> SOAL DIKERJAKAN
Sambung berita di bawah ini tentang Dewas KPK yang tak lagi menerbitkan izin penyadapan, penggeledahan, dan penyitaan, mulai tepat setelah kalimat terakhirnya.

> TEKS BACAAN
Dewas KPK Tak Lagi Terbitkan Izin Penyadapan, Penggeledahan, dan Penyitaan
Ilustrasi (Irfan Meidianto/VOI)

Bagikan:

JAKARTA - Ketua Dewan Pengawas KPK Tumpak Hatorangan Panggabean menyatakan pihaknya tak lagi menerbitkan surat izin penyadapan, penggeledahan, dan penyitaan. 

Hal ini sejalan dengan putusan Mahkamah Konstitusi (MK) yang menyatakan penyadapan, penggeledahan, dan penyitaan yang dilakukan KPK tak perlu meminta izin pada dewan pengawas seperti yang diatur dalam UU Nomor 19 Tahun 2019. Komisi antirasuah tak perlu izin tapi cukup melakukan pemberitahuan.

"Kita harus menghormati putusan MK yang sejak diucapkan telah mulai berlaku. Mulai tadi sore dan selanjutnya, dewan pengawas tidak menerbitkan izin sadap, geledah, dan sita lagi," kata Tumpak kepada wartawan, Rabu, 5 Mei.

Dia berharap pelaksanaannya tiga kegiatan yang menjadi hal utama dalam mengusut kasus korupsi ini tetap berjalan baik.

> KUMPULAN ITEM
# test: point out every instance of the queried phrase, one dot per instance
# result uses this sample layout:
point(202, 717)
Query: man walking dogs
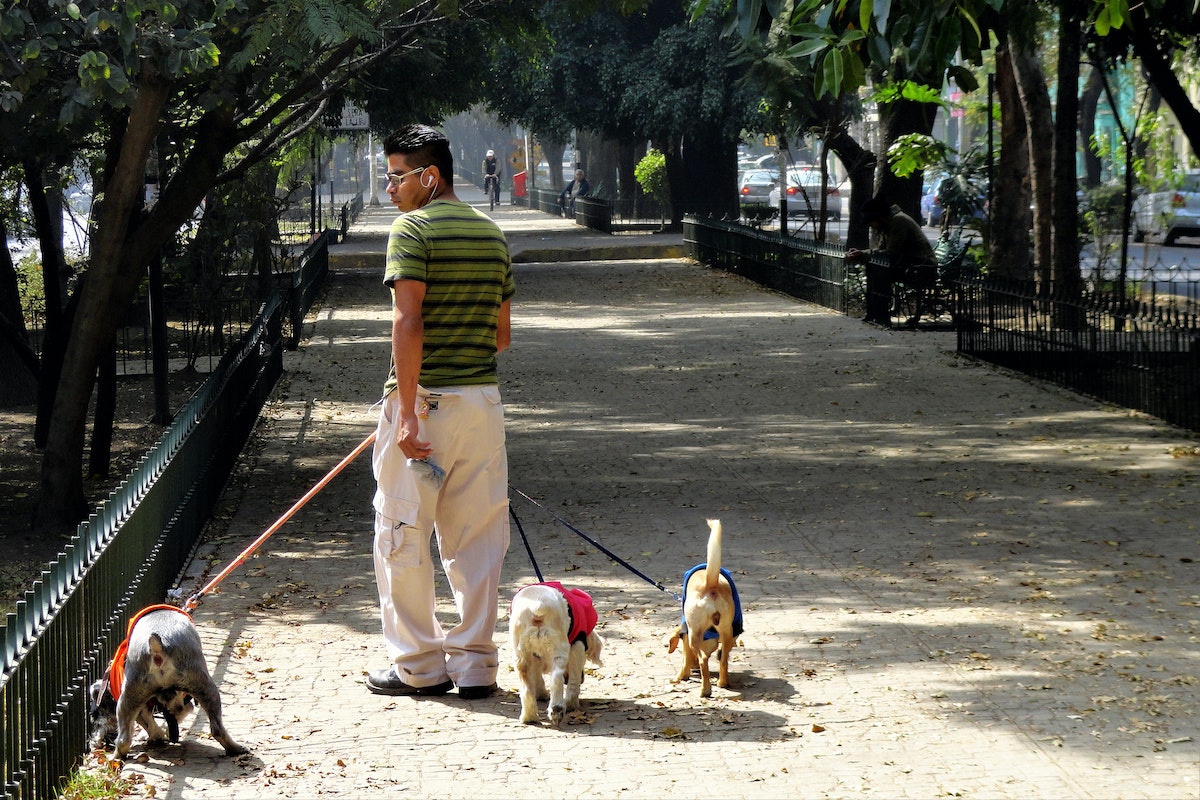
point(439, 458)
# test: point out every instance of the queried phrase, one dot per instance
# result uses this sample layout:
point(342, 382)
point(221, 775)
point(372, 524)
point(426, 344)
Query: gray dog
point(159, 667)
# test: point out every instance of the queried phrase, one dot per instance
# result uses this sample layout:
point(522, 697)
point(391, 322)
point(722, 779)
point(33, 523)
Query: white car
point(803, 194)
point(1174, 212)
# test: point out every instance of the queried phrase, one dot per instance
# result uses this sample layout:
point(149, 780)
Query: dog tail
point(713, 569)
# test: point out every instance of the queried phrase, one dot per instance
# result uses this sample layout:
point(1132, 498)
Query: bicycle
point(492, 190)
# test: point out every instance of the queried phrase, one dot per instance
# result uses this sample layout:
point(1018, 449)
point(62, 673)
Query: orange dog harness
point(117, 669)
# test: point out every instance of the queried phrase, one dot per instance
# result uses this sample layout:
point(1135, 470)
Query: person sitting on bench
point(910, 256)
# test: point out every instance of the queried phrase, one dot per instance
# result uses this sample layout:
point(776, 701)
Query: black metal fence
point(1134, 342)
point(127, 554)
point(1137, 353)
point(801, 268)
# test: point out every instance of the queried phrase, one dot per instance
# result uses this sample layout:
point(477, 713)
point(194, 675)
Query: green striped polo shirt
point(462, 258)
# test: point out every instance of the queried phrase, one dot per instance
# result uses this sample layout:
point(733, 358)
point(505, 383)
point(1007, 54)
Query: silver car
point(1173, 212)
point(803, 194)
point(754, 188)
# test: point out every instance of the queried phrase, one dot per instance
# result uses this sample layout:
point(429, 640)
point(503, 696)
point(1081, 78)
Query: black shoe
point(387, 681)
point(477, 692)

> HASIL
"Tentang apakah KPK akan menjadi lebih kuat dengan dicabutnya izin tersebut, tentunya kita lihat dalam pelaksanaannya ke depan, harapannya tentu akan lebih baik," tegasnya.

Selanjutnya, meski dewan pengawas tak lagi menerbitkan izin tiga kegiatan tersebut, namun tugas lain yang harus dijalankan akan dilakukan secara efektif.

Dalam UU KPK Nomor 19 Tahun 2019 disebutkan ada sejumlah tugas dan wewenang Dewan Pengawas KPK, yaitu:

1. Mengawasi pelaksanaan tugas dan wewenang Komisi Pemberantasan Korupsi;

2. Memberikan izin atau tidak memberikan izin penyadapan, penggeledahan, dan/atau penyitaan;

3. Menyusun dan menetapkan kode etik Pimpinan dan Pegawai Komisi Pemberantasan Korupsi;

4. Menerima dan menindaklanjuti laporan dari masyarakat mengenai adanya dugaan pelanggaran kode etik oleh Pimpinan dan Pegawai Komisi Pemberantasan Korupsi atau pelanggaran ketentuan dalam Undang-Undang ini;

5. Menyelenggarakan sidang untuk memeriksa adanya dugaan pelanggaran kode etik oleh Pimpinan dan Pegawai Komisi Pemberantasan Korupsi; dan

6. Melakukan evaluasi kinerja Pimpinan dan Pegawai Komisi Pemberantasan Korupsi secara berkala satu kali dalam satu tahun.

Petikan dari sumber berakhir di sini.